**PROVIDED TEXT**
•••••
This afternoon I get to introduce Eva Kittay who will give the key note address. I am looking forward to this as I respect Kittay’s scholarship. Her book Love’s Labor was among the first books I read that touched upon ethics and the philosophy of disability that struck a chord with me.  I also think her work on the Ashley X case is spot on. The so called Ashely Treatment targets a classically and historically disenfranchised population and violates their right to bodily integrity. This is a gross human rights violation Kittay not an inventive solution to an old dilemma. Indeed, the Ashely Treatment or what is now referred to as growth attenuation is morally objectionable. Kittay does not mince words here. She is blunt—appropriately so. 

If it were not for my commitment to introduce Kittay and the fact Dominic Wilkinson will present a paper tomorrow I would leave for home. I am an intellectual. I work in academia. I love to write theory. I can hold my own and make a contribution at pretty much any academic conference. But this conference is not for me. There is no grounding in reality. I simply do not get how one can write a paper about severe disability having never met or interacted with any people with disabilities. I am equally uncomfortable with the lack of access and the fact no one seems to care. Aside from Lenny Davis and myself, no one seems perturbed a conference focused on philosophy and disability is not accessible. Sure I can get in the door. Yes, I can navigate my way around with difficulty. But I have spent the last 30+ years advocating for myself and others with a disability. I know how to get my foot in the door. I know how to manipulate people. I do this daily and at most conferences I attend. But to be forced to do this reinforces a criticism I receive from others with a disability—I have a privileged body. Physically the barriers I have encountered are minimal. This does not mean such barriers are acceptable. In fact I object to much of what has taken place.
•••••
**DATA EXCERPTS**
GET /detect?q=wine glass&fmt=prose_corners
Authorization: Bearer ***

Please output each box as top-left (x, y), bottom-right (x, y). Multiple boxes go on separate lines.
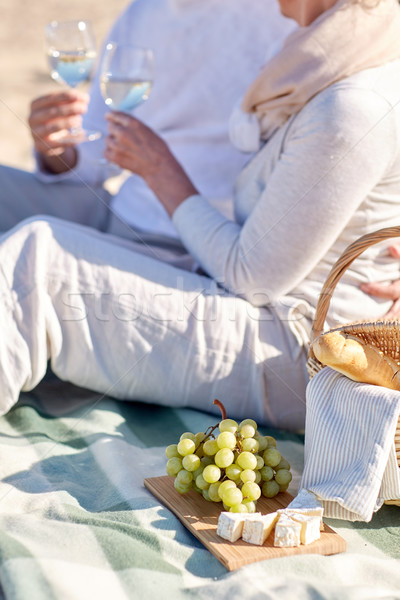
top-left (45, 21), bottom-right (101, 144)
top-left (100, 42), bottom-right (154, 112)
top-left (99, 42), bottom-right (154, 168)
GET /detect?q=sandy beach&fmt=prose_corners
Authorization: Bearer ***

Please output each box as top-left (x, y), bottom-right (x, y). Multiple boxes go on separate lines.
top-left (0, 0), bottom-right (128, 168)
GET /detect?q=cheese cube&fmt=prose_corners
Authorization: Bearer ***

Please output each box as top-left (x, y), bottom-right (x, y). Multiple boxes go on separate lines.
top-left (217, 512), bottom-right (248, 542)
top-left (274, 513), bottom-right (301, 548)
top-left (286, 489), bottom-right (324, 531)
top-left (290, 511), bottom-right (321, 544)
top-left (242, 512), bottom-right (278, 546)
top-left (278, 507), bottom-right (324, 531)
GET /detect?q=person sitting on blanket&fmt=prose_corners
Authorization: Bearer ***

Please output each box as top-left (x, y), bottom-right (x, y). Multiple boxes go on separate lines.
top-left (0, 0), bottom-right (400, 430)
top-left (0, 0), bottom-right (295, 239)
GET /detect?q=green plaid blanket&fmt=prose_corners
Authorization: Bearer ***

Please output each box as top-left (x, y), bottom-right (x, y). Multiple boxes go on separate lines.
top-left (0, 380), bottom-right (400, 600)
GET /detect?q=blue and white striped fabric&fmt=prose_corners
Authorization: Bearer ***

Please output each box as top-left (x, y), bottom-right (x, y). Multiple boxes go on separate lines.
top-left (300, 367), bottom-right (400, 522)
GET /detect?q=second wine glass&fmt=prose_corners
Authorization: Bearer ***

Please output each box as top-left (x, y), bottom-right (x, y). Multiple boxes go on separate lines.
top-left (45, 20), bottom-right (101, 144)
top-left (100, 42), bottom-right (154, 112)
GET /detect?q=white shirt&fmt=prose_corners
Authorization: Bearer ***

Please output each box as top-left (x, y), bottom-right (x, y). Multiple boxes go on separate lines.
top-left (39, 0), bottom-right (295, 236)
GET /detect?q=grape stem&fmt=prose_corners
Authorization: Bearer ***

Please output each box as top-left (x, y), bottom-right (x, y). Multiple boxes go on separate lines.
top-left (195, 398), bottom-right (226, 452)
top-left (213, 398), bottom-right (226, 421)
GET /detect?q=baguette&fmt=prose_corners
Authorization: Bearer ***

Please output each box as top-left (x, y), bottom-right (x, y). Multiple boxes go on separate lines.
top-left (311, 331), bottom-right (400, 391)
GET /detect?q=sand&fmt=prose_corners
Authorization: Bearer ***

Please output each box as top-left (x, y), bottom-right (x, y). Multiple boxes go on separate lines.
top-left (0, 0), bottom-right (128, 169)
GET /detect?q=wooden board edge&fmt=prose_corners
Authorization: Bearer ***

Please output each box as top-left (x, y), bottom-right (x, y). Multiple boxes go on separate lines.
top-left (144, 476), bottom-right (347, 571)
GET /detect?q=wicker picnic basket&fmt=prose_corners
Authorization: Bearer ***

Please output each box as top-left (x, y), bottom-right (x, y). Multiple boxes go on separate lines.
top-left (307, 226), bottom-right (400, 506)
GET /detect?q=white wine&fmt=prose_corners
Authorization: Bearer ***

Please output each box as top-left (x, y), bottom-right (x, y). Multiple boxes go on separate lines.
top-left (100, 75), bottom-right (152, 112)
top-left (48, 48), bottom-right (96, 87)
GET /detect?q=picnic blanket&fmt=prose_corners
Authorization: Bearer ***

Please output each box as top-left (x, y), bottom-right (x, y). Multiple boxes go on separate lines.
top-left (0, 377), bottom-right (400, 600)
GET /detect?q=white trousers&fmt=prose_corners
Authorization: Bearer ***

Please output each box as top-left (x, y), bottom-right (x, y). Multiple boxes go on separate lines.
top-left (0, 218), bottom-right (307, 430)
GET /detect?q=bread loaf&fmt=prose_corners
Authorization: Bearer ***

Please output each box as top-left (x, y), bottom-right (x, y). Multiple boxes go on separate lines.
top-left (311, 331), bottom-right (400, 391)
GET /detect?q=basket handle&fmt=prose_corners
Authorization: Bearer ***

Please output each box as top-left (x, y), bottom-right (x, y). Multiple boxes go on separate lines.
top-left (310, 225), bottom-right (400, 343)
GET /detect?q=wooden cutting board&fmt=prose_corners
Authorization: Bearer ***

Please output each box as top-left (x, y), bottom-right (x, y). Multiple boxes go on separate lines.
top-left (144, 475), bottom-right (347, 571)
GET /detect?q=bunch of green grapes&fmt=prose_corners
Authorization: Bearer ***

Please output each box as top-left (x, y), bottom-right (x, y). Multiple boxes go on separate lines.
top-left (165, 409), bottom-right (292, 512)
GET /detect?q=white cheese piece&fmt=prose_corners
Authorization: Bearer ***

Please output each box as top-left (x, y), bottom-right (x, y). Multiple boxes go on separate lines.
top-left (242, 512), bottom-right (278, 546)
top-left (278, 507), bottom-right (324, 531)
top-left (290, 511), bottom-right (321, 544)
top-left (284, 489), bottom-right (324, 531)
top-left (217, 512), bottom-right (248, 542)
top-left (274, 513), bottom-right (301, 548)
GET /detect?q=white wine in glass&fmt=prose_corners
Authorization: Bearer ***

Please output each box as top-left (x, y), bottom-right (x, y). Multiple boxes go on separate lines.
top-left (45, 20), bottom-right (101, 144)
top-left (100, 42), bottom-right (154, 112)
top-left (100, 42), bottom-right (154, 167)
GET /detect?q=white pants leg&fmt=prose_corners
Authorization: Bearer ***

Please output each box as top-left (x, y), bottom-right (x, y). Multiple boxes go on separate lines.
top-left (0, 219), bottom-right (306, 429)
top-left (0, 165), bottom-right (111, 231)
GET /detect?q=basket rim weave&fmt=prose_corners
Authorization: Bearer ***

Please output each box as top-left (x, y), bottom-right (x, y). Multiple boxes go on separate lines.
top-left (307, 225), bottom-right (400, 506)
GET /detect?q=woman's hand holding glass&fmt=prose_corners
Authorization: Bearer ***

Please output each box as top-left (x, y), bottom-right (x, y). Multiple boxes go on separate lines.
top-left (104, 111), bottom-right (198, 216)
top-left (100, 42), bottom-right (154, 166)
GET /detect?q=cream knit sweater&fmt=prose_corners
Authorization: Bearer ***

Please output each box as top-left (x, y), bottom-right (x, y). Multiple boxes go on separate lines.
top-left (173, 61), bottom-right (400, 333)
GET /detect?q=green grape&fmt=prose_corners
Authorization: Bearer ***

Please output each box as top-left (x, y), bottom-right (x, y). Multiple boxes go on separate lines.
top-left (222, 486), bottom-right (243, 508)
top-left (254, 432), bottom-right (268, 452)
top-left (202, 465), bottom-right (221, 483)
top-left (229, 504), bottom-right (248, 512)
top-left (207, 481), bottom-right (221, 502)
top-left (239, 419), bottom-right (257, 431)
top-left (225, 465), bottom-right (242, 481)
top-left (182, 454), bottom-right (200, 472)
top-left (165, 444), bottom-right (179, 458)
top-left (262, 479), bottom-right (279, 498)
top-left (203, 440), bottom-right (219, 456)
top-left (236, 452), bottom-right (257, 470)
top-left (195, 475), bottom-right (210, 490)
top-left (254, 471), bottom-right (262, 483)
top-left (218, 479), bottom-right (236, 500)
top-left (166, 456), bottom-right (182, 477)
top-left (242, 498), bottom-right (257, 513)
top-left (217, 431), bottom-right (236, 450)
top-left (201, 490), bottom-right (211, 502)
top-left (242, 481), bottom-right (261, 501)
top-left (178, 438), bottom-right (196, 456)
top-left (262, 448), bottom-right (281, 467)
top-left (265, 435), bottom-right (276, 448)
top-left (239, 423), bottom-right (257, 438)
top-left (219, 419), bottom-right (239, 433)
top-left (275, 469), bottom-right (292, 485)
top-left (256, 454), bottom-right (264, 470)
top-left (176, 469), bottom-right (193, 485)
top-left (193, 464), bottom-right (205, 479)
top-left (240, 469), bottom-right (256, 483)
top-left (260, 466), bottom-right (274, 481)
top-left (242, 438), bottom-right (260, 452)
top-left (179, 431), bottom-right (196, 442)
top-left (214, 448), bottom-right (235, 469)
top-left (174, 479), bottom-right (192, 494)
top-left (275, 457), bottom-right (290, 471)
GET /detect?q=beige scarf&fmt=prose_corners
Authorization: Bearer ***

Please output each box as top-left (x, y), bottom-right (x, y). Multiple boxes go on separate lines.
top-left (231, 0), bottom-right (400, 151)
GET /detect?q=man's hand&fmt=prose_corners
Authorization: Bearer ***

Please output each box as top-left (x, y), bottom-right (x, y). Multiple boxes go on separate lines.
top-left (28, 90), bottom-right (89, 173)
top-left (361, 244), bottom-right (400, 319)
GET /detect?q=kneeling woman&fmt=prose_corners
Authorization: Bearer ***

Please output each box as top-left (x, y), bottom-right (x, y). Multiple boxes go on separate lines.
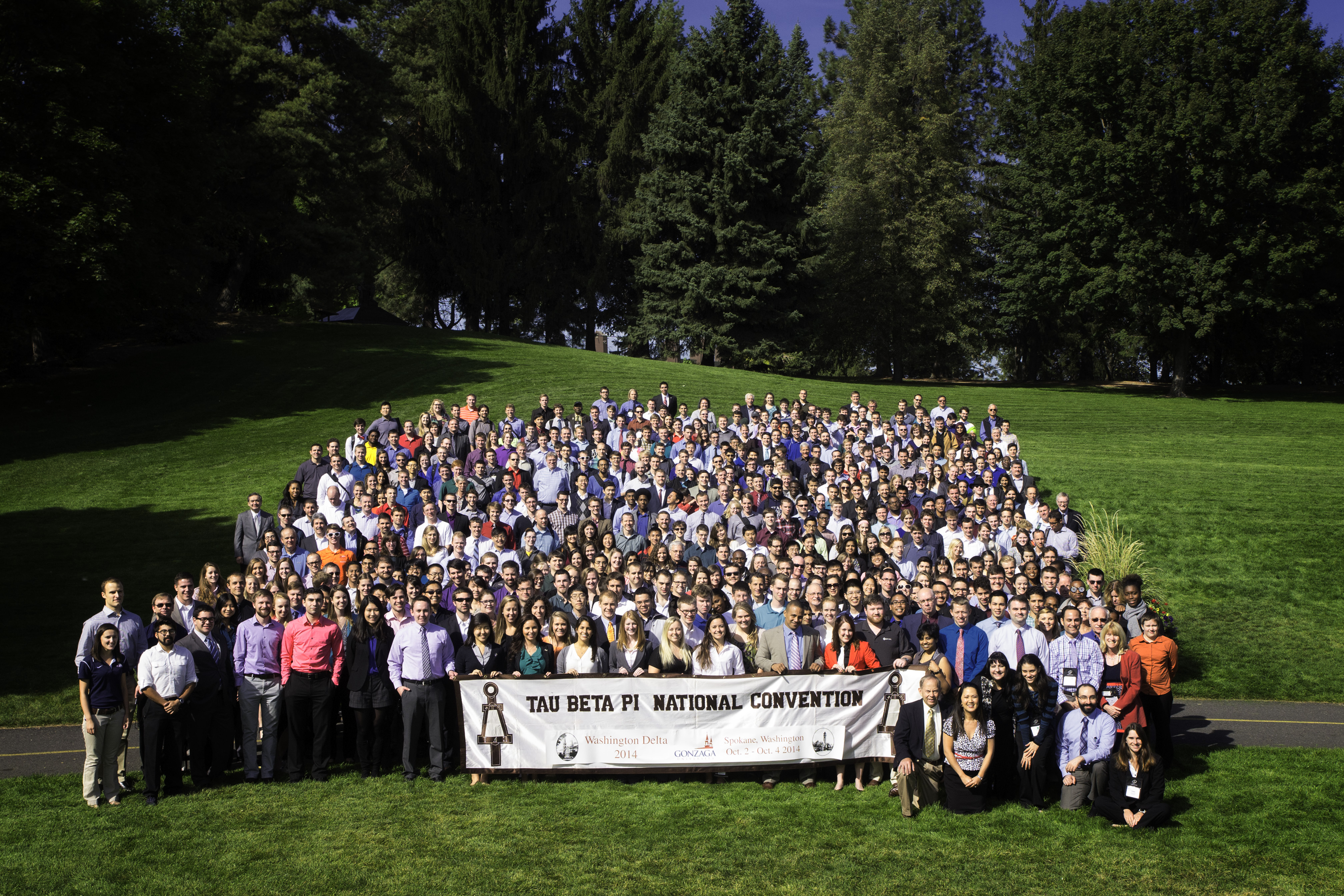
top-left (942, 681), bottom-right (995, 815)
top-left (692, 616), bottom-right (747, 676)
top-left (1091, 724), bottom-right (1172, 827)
•••••
**ASSIGNMENT A**
From the essay on the disability conference, extract the passage from "This afternoon I" to "is blunt—appropriately so.".
**ASSIGNMENT B**
In the essay on the disability conference, which book by Kittay does the writer name as one of the first read on ethics and the philosophy of disability?
**ASSIGNMENT C**
Carry on the essay on the disability conference, beginning after its final sentence.

**FINAL ANSWER A**
This afternoon I get to introduce Eva Kittay who will give the key note address. I am looking forward to this as I respect Kittay’s scholarship. Her book Love’s Labor was among the first books I read that touched upon ethics and the philosophy of disability that struck a chord with me.  I also think her work on the Ashley X case is spot on. The so called Ashely Treatment targets a classically and historically disenfranchised population and violates their right to bodily integrity. This is a gross human rights violation Kittay not an inventive solution to an old dilemma. Indeed, the Ashely Treatment or what is now referred to as growth attenuation is morally objectionable. Kittay does not mince words here. She is blunt—appropriately so.

**FINAL ANSWER B**
Love's Labor

**FINAL ANSWER C**
I spent most of yesterday biting my tongue. I understand this is a conference on the philosophy of disability. But does not all philosophy of disability need to be tied to reality at some point? Apparently not. This is a sort of philosophy of philosophy. Disability is not central or even important but rather an analytical tool to abstraction and academic discourse. Toward the end of the day I lost it. I promised myself to remain silent but failed. What I wanted to see addressed, or merely acknowledged, is the paucity of scholars with a disability. The barriers disabled people encounter in higher education are staggering. When 2/3 of all people with a disability live at or below the poverty line education is a pipe dream. Add in the fact academia in general is hostile to the inclusion of disabled scholars and the field of disability studies itself is not respected in the academy is there any wonder scholars with a disability are a rarity? To me, we need to expose this anti disability bias. But no. That is not the sort of gritty discussion people want to engage in. After two or three comments I was essentially reduced to being “Debbie Downer” in the back of the room. I was and will remain the cranky guy. I suppose the moniker Bad Cripple fits me.